=== Document section ===

It is a peculiar twist of political theatre that the candidate gaining traction in Venezuela's approaching runoff has chosen to wrap himself in the banner of Donald Trump. The man in question, a relative newcomer to the national stage, has been drawing crowds in Caracas with promises to dismantle the Chavista apparatus and reset the country's international alliances. For British oil majors, this is not merely a matter of distant political winds: it is a harbinger of potential upheaval in the extraction contracts that have sustained their Latin American portfolios for decades.
On the ground, the shift is palpable. Street vendors in the capital speak of a 'gringo candidate' with a mixture of curiosity and cautious hope. They remember the sanctions, the hyperinflation, the exodus. Now they hear slogans about 'making Venezuela great again' and they wonder if this foreign branding can translate into domestic prosperity. The candidate's rallies are punctuated by flags bearing the stars and stripes alongside the tricolour; a visual oddity that signals a radical departure from the anti-imperialist rhetoric of the past.
For BP and Shell, the arithmetic is simple. Venezuela holds the world's largest proven oil reserves, yet production has cratered under mismanagement and US sanctions. A new administration aligned with Washington could unlock those reserves, but it would also renegotiate terms. The spectre of a 'Venezuela first' policy haunts boardrooms in London. One executive, speaking off the record, told me that the company is 'preparing for every scenario, including abrupt contract termination or forced renegotiation'. The human cost? Thousands of jobs in the Orinoco Belt hang in the balance, along with the livelihoods of communities dependent on the industry.

=== Extracted data ===

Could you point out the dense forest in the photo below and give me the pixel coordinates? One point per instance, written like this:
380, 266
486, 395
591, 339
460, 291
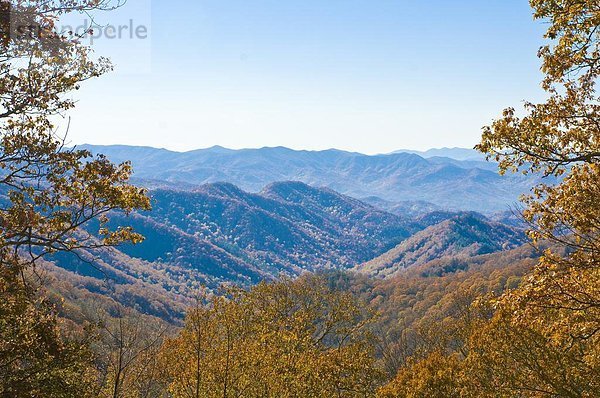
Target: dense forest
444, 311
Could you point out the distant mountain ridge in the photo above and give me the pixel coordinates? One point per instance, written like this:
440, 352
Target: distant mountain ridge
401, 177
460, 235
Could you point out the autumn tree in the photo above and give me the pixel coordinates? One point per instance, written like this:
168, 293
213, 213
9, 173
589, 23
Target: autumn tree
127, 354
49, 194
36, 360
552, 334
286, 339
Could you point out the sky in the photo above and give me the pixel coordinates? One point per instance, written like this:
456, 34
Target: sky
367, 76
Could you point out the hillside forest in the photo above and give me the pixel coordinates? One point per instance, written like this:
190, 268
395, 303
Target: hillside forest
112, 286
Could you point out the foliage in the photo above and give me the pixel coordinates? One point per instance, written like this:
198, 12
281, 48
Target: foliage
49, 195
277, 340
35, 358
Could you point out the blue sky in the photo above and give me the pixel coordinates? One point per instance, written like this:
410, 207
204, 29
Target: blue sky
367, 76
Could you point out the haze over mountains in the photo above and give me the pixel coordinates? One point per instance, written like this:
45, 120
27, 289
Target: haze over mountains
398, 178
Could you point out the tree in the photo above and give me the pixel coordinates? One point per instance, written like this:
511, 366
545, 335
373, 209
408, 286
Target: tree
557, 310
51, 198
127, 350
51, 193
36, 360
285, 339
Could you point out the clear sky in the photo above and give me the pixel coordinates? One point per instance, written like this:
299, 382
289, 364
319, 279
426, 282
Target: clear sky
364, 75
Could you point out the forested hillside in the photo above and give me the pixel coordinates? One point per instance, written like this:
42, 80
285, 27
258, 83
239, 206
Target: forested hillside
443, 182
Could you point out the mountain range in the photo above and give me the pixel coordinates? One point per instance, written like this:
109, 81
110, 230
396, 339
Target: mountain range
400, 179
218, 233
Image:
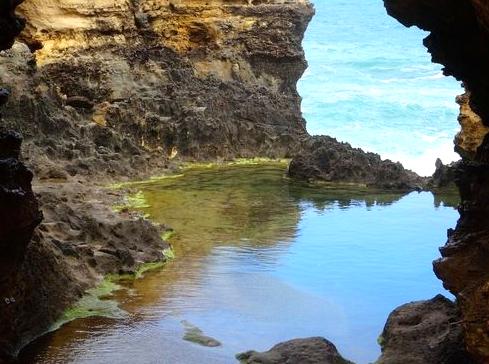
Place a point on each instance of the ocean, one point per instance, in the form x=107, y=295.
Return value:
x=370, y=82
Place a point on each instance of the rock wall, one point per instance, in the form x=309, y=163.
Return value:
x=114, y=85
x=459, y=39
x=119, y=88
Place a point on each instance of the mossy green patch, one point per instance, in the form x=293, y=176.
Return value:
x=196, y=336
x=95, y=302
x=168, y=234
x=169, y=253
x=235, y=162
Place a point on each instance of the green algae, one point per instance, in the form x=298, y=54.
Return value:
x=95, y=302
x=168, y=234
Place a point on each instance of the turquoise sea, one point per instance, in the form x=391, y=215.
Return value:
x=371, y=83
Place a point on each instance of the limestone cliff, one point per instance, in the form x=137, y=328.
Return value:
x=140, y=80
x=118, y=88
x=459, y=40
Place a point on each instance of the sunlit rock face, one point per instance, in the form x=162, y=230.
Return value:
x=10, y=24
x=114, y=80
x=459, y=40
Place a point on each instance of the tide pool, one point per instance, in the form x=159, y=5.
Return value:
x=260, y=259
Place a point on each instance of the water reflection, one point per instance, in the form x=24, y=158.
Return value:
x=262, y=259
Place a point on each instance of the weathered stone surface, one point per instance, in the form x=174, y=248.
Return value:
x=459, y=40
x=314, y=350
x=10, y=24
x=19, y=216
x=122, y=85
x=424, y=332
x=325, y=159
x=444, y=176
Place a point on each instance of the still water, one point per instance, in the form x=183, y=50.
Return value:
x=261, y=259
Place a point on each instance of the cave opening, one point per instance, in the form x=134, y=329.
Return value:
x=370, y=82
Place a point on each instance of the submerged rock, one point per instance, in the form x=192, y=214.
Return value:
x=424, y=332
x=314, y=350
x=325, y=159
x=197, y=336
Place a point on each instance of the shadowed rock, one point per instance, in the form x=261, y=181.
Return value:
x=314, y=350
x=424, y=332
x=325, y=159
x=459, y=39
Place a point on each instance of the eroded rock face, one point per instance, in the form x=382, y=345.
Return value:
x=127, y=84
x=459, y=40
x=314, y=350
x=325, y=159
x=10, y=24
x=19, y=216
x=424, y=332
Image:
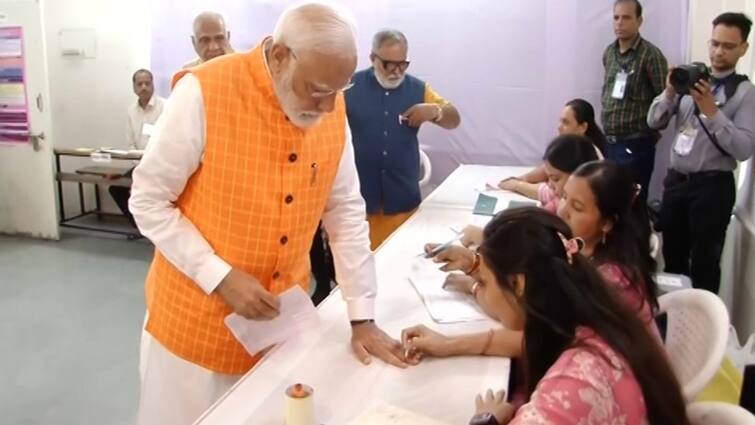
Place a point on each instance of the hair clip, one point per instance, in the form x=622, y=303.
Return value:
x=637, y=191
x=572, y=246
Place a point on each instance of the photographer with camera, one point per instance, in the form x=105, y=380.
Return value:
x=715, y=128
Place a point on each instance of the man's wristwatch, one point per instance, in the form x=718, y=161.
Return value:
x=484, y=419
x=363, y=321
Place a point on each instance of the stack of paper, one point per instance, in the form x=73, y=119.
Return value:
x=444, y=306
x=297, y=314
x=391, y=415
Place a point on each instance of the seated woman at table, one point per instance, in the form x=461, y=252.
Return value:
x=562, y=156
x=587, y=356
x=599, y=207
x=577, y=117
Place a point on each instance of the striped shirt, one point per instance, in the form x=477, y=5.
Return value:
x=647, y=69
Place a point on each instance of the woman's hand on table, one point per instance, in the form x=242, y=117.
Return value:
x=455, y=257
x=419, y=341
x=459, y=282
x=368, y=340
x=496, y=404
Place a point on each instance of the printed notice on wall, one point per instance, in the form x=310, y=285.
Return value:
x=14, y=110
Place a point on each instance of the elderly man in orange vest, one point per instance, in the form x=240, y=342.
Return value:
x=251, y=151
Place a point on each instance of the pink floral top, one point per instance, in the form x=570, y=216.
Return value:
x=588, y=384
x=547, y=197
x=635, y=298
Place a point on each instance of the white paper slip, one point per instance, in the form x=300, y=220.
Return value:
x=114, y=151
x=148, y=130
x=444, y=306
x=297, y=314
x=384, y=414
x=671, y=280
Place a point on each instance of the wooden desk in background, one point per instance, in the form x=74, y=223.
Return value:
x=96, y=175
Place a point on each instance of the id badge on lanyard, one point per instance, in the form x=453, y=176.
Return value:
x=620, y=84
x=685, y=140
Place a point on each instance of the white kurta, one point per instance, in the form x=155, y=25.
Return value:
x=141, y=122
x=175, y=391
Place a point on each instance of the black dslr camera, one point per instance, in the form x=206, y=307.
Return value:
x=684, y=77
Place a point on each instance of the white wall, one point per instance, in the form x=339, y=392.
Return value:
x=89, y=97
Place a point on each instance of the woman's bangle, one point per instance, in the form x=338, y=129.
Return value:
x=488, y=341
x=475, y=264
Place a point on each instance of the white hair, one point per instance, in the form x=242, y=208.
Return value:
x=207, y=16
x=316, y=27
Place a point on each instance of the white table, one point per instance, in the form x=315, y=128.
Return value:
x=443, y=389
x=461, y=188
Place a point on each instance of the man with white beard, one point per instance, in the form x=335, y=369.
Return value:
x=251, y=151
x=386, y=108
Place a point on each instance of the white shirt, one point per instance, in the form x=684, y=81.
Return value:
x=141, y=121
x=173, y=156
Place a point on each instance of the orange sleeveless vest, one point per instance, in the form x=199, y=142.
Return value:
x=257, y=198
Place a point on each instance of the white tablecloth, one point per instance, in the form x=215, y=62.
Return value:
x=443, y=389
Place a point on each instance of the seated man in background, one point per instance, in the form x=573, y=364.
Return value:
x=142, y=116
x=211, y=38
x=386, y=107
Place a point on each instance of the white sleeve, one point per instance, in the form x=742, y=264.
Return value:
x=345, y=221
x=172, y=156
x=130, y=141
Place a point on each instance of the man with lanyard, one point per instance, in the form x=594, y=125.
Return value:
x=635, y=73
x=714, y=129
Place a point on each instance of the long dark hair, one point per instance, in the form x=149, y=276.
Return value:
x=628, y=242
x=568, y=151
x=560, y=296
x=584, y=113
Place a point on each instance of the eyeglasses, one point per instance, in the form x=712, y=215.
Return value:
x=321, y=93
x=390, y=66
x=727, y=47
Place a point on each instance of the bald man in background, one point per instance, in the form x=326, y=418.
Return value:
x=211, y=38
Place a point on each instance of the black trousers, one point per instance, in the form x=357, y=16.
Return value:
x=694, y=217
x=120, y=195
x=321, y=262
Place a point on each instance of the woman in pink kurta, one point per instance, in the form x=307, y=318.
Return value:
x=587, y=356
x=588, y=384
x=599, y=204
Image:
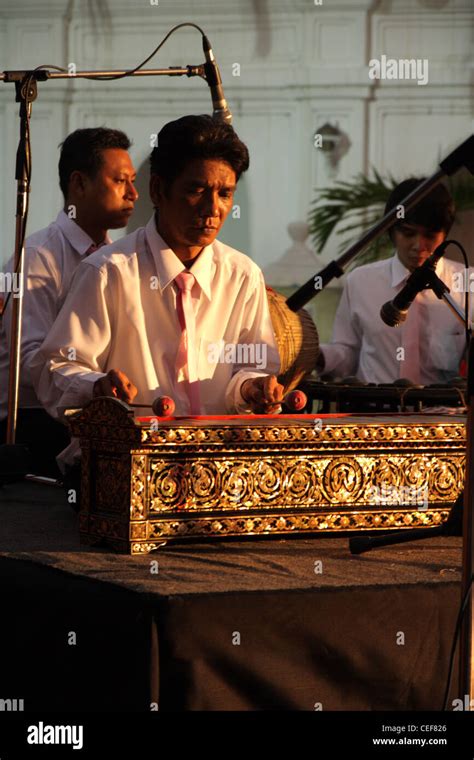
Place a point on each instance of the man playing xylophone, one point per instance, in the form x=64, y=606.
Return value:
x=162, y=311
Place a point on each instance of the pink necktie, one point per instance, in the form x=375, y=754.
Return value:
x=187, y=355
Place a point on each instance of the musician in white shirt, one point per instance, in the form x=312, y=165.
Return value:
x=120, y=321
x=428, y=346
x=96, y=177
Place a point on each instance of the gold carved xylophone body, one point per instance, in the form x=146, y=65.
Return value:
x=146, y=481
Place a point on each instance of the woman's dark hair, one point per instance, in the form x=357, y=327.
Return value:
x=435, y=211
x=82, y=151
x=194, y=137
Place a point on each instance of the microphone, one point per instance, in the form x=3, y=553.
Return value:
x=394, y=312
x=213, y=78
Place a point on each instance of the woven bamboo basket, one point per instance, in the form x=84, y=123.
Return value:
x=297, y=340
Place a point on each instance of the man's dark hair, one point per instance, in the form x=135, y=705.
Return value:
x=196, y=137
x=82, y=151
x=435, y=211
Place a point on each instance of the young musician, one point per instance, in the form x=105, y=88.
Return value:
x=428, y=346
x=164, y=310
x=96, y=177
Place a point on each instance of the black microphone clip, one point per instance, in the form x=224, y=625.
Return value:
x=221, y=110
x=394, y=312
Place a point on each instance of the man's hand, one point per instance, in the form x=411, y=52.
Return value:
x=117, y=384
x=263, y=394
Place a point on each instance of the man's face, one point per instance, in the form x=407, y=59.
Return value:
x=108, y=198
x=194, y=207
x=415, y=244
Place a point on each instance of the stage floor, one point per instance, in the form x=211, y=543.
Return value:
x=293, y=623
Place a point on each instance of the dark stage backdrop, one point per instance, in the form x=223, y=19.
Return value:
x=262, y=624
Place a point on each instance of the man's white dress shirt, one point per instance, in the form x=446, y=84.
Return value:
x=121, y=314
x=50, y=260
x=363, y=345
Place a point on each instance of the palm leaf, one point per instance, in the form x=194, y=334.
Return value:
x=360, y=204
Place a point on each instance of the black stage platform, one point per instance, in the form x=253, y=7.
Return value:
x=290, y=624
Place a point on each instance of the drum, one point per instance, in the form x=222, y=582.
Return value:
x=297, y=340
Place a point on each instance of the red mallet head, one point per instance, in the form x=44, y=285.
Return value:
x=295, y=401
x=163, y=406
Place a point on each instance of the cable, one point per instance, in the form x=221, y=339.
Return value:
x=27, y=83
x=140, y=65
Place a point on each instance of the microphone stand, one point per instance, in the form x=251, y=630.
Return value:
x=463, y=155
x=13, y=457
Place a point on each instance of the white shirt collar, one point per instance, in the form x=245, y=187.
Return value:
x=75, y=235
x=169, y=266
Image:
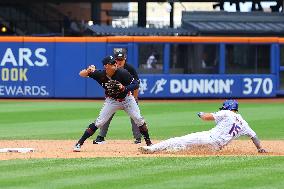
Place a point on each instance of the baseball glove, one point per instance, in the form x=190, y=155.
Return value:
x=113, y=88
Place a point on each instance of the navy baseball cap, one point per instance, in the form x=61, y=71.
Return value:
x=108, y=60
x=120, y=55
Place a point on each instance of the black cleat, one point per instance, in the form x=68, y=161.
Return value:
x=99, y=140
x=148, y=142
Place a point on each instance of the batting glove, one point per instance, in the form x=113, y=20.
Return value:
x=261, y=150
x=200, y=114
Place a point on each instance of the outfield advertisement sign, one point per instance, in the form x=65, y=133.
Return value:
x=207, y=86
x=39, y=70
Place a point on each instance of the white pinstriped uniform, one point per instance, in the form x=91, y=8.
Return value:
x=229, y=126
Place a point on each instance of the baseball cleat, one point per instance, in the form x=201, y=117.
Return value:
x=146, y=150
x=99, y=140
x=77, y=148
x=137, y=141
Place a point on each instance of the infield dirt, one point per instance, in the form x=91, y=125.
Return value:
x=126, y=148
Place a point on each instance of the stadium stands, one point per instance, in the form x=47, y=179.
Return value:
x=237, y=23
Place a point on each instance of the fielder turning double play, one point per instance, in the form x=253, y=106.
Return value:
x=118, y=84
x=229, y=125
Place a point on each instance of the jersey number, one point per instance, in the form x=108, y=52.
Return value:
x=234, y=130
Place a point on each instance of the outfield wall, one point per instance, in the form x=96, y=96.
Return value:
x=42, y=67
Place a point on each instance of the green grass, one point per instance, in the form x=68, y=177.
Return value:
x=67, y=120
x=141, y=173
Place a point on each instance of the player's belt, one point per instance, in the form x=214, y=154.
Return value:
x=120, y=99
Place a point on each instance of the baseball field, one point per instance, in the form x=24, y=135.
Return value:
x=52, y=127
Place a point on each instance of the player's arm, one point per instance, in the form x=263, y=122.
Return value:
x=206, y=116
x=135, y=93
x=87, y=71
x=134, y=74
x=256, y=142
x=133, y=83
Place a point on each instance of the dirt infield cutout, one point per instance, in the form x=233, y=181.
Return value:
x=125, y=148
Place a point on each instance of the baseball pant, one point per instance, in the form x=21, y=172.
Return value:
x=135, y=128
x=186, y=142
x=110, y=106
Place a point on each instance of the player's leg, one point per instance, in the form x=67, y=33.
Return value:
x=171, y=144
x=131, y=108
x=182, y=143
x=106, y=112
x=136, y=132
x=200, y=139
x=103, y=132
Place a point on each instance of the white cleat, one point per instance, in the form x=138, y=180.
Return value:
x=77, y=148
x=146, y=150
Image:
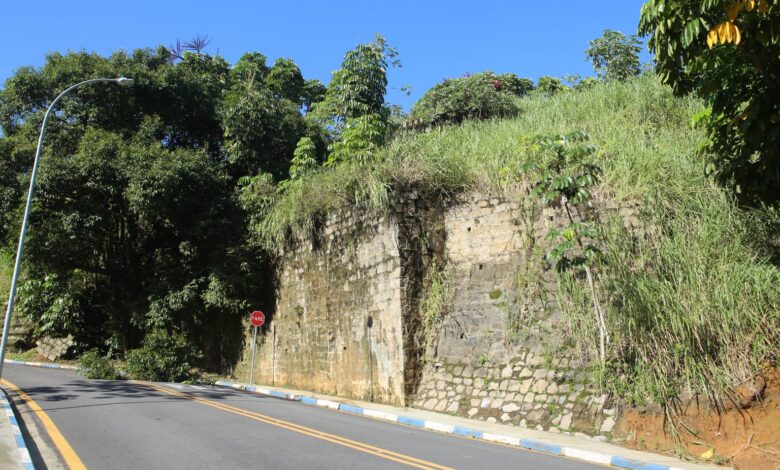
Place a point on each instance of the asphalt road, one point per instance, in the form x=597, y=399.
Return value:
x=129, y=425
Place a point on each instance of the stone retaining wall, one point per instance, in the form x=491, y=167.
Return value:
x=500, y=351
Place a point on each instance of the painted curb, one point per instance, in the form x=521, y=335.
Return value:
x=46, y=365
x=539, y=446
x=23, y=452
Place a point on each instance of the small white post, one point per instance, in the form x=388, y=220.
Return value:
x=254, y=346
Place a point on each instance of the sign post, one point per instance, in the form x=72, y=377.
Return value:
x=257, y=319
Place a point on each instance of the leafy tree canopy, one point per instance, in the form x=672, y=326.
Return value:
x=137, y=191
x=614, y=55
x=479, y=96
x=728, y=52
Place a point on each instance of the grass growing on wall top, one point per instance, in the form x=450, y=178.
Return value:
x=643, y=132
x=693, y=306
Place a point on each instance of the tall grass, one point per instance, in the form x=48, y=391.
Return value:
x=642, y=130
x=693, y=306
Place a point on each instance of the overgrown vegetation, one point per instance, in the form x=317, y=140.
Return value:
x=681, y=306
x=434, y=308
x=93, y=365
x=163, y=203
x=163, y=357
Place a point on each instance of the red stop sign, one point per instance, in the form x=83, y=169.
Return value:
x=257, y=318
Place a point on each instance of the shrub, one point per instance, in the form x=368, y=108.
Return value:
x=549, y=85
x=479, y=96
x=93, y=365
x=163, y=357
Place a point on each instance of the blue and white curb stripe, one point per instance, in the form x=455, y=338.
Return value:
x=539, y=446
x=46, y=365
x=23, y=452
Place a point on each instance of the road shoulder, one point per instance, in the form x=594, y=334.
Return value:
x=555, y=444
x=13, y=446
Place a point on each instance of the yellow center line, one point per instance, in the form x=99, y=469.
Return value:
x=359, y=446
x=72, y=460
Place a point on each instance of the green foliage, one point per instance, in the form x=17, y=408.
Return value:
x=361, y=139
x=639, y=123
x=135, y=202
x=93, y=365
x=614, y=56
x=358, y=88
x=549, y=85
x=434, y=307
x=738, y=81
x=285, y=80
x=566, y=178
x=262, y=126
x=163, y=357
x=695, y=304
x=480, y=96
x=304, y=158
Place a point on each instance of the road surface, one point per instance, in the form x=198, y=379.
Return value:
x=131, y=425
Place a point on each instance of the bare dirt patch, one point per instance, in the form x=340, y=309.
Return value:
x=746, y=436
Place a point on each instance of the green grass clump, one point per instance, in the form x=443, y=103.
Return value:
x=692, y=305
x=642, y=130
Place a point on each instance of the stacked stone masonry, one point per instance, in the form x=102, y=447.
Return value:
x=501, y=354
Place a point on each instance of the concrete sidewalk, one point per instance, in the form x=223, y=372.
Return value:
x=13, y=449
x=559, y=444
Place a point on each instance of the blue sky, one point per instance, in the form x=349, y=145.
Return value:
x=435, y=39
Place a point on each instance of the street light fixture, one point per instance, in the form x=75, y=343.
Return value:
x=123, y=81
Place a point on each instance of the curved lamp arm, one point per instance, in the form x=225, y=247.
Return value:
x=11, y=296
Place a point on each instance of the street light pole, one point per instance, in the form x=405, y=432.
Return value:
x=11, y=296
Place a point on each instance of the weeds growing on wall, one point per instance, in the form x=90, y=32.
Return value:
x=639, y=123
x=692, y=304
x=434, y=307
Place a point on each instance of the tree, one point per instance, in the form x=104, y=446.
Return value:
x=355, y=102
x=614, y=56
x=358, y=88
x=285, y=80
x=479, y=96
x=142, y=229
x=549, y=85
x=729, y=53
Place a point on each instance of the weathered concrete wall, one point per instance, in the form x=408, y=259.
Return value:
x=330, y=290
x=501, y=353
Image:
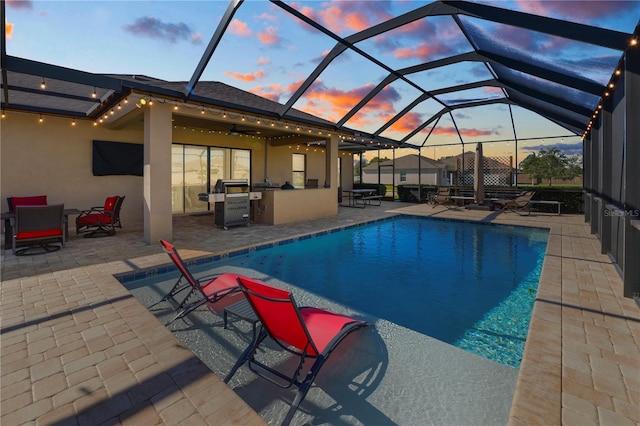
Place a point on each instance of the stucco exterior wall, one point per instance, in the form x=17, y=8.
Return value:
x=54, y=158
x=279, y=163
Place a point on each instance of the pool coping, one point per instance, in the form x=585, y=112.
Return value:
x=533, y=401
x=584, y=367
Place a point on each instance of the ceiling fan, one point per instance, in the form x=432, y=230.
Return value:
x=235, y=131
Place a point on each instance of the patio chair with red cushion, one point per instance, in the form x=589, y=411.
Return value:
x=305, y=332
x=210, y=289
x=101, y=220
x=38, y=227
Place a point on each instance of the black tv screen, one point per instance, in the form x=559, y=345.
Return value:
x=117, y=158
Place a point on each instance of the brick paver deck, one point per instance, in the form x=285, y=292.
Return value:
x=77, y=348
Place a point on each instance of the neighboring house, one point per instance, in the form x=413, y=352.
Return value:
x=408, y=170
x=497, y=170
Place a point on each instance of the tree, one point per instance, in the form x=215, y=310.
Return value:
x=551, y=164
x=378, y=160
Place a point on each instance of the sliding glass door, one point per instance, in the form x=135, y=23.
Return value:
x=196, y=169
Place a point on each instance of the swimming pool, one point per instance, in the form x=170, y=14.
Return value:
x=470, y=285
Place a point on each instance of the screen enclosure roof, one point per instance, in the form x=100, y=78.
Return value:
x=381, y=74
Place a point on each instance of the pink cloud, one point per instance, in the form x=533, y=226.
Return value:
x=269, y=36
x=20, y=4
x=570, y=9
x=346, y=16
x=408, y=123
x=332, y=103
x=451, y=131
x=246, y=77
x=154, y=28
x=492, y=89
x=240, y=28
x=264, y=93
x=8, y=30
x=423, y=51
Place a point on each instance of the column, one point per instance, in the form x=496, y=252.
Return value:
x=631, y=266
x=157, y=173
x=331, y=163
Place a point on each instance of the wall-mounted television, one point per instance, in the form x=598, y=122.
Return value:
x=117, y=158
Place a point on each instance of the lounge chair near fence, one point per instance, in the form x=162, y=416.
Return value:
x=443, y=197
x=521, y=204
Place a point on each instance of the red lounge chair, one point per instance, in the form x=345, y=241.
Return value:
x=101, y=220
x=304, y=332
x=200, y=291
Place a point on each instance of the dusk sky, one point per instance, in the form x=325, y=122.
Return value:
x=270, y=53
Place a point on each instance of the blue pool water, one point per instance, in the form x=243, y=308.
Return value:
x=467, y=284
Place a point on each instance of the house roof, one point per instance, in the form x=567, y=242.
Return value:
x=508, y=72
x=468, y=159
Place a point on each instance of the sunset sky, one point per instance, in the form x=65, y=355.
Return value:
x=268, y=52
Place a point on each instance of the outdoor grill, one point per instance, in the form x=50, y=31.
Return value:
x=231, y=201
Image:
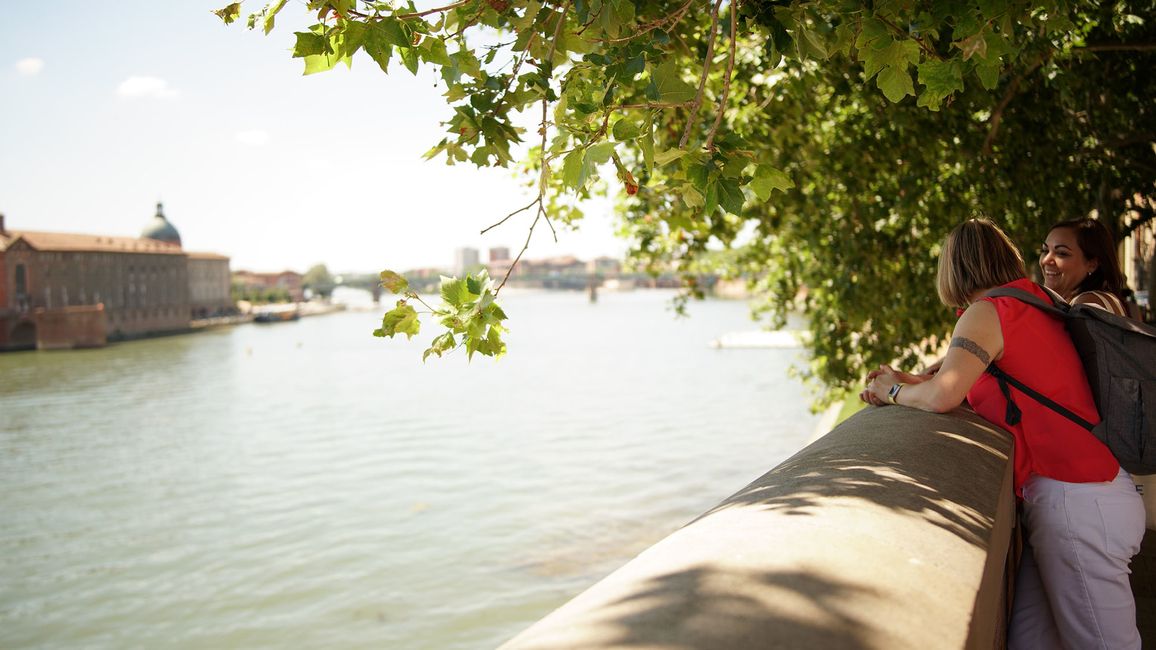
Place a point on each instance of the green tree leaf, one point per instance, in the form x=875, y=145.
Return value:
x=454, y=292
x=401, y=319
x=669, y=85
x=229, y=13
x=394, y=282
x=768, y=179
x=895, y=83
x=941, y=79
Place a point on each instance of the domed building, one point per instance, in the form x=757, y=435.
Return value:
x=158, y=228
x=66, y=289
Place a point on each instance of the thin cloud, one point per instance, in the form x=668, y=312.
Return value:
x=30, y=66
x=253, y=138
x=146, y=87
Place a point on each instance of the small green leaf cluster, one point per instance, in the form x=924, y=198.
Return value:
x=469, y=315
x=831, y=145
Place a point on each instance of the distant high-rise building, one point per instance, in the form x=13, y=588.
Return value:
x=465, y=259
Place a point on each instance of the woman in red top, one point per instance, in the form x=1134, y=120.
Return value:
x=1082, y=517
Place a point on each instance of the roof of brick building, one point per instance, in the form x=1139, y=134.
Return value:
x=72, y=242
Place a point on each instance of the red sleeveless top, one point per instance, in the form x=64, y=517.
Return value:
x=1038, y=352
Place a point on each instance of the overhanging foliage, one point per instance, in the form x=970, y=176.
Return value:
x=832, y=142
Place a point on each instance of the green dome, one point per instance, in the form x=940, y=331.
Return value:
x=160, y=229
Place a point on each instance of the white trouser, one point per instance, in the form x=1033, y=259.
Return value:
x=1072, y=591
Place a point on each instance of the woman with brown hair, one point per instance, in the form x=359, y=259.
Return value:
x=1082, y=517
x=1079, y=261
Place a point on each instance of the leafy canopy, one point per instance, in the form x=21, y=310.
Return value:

===

■ **Tasks to perform**
1. Translate this sentence from the article on Venezuela's runoff into French: "They remember the sanctions, the hyperinflation, the exodus."
2. According to the article on Venezuela's runoff, what does Venezuela hold in terms of oil?
3. Carry on with the article on Venezuela's runoff, starting right after its final sentence.

■ **Numbered answers**
1. Ils se souviennent des sanctions, de l'hyperinflation, de l'exode.

2. The world's largest proven oil reserves.

3.
Cultural shift is also in the air. The candidate's campaign has tapped into a deep vein of _desencanto_, a disillusionment with both the leftist orthodoxy and the traditional opposition. His rallies draw the young and the unemployed, who see in his brash style a break from a failed status quo. Yet there is a nervousness too. Older Venezuelans recall the last time a pro-American strongman promised quick fixes; the memory of the 1990s privatisations still stings.
If the challenger prevails, the immediate effect will be a recalibration of Britain's energy security calculations. The North Sea is declining, and reliance on Middle Eastern supply is fraught. A friendly Venezuela could become a reliable partner, but at what price? The social contract in Venezuela may be rewritten, with the poor and the working class again bearing the brunt of economic shock therapy. In London, the Foreign Office watches quietly. In Caracas, the people wait. The runoff is weeks away, but the tremors are already being felt in Kensington and the Gulf of Venezuela alike.